**Tarea requerida A:**
Anota literalmente el pasaje del extracto que comienza con las palabras "El pensamiento de Schmucler" y concluye con "el pensamiento establecido.".

━━ Extracto del texto ━━

Hace ya más de un año, CLACSO se abocó a la tarea de reunir la obra dispersa de Héctor Schmucler, una de las figuras centrales del pensamiento de izquierda en la Argentina. Reviso esos ensayos escritos al calor de tantas y diversas coyunturas. Hay textos fechados en los años sesenta, otros en los álgidos setenta y también, claro, en los años del exilio, aquellos en que Schmucler escribió en México tratando de pensar las razones que llevaron a la derrota y a la masacre a muchos de su generación.
El pensamiento de Schmucler se corre de los lugares comunes, su mirada va siempre por fuera de lo esperable generando disrupciones sobre la quieta superficie que diseña el pensamiento establecido.
Esta mañana de octubre, mientras reviso esos ensayos, leo en los portales los debates en torno al voto argentino en Ginebra y que tiene en su centro la situación de los Derechos Humanos en Venezuela, un debate que no ha comenzado hoy, sino que se remonta muchos meses atrás en el tiempo y que se encuentra, podríamos decirlo, capturado en la altisonancia de voces claramente antagónicas. Si fuera posible diseñar ese campo antagónico podríamos decir que de un lado se ubica una derecha que condena sin ambages al régimen de Maduro y que al mismo tiempo consiente, sin vergüenza, los graves atropellos a la dignidad humana que cometen gobiernos como los de Jair Bolsonaro en Brasil o los de Jeanine Áñez en Bolivia. Y del otro, un sector de la izquierda y del campo progresista, que al tiempo que condena la violencia que carabineros descarga sobre el cuerpo de miles de chilenos en las protestas callejeras, acepta y hasta alienta la represión ejercida por el régimen de Maduro sobre la población civil.
Schmucler dedicó no pocos ensayos a pensar el lugar de los derechos humanos en la escena contemporánea, y especialmente a reflexionar sobre ese legado en relación al campo progresista. En uno de esos ensayos Schmucler arriesga a decir: “(…) lamentablemente, no siempre la vocación de verdad es patrimonio de algunos movimientos vinculados a los derechos humanos. En ellos sigue actuando, muchas veces, la fatídica convicción de que ocultar o deformar algunos hechos puede beneficiar la argumentación a favor de la justicia. El antiguo temor a “no dar armas al enemigo” (que sirvió, en la práctica, para facilitar algunas de las peores ignominias de la historia contemporánea) lleva a quitar sustento o volver dudosas las causas más nobles. En todos los casos, sufre la verdad y, en consecuencia, la posibilidad de construir algo nuevo sustentado en la confianza”.

━━━
━━ Registros sin procesar ━━

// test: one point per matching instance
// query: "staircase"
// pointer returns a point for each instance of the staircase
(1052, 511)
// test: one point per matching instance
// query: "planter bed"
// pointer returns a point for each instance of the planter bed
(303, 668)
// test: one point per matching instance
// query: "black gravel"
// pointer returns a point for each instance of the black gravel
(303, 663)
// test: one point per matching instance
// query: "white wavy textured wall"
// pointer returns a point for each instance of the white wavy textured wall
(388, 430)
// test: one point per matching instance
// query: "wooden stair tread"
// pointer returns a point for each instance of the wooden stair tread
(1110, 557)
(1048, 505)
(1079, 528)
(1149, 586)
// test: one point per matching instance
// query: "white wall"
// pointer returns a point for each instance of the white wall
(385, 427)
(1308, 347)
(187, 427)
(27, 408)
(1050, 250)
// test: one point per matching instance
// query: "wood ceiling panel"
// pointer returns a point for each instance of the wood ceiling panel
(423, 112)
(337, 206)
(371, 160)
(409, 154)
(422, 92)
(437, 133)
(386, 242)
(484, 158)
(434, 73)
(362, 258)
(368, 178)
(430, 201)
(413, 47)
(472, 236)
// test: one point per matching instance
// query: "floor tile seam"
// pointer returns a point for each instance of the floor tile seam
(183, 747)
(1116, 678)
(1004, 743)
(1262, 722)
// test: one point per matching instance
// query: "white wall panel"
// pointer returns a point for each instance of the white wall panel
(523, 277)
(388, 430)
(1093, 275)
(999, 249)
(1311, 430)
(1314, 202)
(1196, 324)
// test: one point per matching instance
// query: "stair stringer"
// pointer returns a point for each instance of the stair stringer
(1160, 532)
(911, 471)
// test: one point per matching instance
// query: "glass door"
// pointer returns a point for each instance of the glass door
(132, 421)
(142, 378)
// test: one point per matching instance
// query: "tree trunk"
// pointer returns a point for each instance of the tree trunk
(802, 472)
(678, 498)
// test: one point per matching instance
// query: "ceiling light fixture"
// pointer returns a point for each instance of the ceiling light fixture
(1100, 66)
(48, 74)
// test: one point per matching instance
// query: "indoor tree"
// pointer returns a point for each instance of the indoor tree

━━━

**Tarea requerida B:**
Devuelve cada línea del listado en la que aparezca la cadena "tile".

**Respuesta A:**
El pensamiento de Schmucler se corre de los lugares comunes, su mirada va siempre por fuera de lo esperable generando disrupciones sobre la quieta superficie que diseña el pensamiento establecido.

**Respuesta B:**
// query: "floor tile seam"
// pointer returns a point for each instance of the floor tile seam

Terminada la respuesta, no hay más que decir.